____ Исходный текст

В Ясную Поляну приехал Эмир Кустурица. Обозреватель "РГ", писатель Павел Басинский, побеседовал с всемирно известным сербским режиссером, который собирается экранизировать роман Евгения Водолазкина "Лавр" и размышляет о "Преступлении и наказании" Федора Достоевского. Место беседы - Ясная Поляна, усадьба Льва Толстого. В эти дни Кустурица приехал на открывшуюся здесь Школу критики. Говорили и о русской литературе, и о современном кинематографе, и даже о клопах...
В 2019 году я посетил Андричград. Меня абсолютно поразила эта идея, я понял, что вы не только великий режиссер, вы великий фантазер. Придумать город-книгу, а это город-книга, потому что ты входишь и ты проходишь по роману Иво Андрича "Мост на Дрине", наверное, главный эпический роман о Сербии, равный "Тихому Дону", "Войне и миру". Где в самой архитектуре выстроен сюжет этого романа. Я был совершенно потрясен, такого нет нигде в мире. Как вам пришла такая идея, почему?

________
____ Выдержка из данных

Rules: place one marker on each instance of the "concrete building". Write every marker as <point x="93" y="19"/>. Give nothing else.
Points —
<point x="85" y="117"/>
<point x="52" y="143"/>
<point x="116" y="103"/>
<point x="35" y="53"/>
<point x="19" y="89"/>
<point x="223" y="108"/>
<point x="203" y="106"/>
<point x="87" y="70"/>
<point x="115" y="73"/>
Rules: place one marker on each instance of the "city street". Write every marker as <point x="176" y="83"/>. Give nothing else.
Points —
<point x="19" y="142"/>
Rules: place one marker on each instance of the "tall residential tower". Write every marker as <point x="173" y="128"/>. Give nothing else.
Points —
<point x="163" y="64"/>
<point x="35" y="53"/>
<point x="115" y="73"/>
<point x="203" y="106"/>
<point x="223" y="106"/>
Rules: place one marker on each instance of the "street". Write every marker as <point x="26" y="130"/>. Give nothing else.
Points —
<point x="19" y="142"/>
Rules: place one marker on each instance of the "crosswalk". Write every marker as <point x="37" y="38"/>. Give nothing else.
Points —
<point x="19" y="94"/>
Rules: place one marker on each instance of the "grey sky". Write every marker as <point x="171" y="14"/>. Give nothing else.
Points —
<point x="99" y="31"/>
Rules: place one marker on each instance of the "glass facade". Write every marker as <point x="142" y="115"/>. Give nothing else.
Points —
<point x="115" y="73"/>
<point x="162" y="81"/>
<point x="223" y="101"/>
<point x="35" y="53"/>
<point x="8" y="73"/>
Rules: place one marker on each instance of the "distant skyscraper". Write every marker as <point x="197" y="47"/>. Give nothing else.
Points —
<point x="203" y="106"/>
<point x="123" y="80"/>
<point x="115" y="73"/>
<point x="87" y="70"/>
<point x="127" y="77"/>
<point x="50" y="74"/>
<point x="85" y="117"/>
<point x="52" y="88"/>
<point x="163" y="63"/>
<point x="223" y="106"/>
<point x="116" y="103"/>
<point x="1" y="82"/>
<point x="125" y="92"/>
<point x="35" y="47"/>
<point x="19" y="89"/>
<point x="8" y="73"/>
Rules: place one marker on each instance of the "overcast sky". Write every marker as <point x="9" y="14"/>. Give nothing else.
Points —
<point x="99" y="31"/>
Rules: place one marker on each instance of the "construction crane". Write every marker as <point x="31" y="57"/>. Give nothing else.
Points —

________

Что сделать:
Выпишите из исходного текста без изменений отрывок, начиная со слов «В 2019 году» и заканчивая словами «такая идея, почему?». Пользуйтесь только исходным текстом.

Письменное решение:
В 2019 году я посетил Андричград. Меня абсолютно поразила эта идея, я понял, что вы не только великий режиссер, вы великий фантазер. Придумать город-книгу, а это город-книга, потому что ты входишь и ты проходишь по роману Иво Андрича "Мост на Дрине", наверное, главный эпический роман о Сербии, равный "Тихому Дону", "Войне и миру". Где в самой архитектуре выстроен сюжет этого романа. Я был совершенно потрясен, такого нет нигде в мире. Как вам пришла такая идея, почему?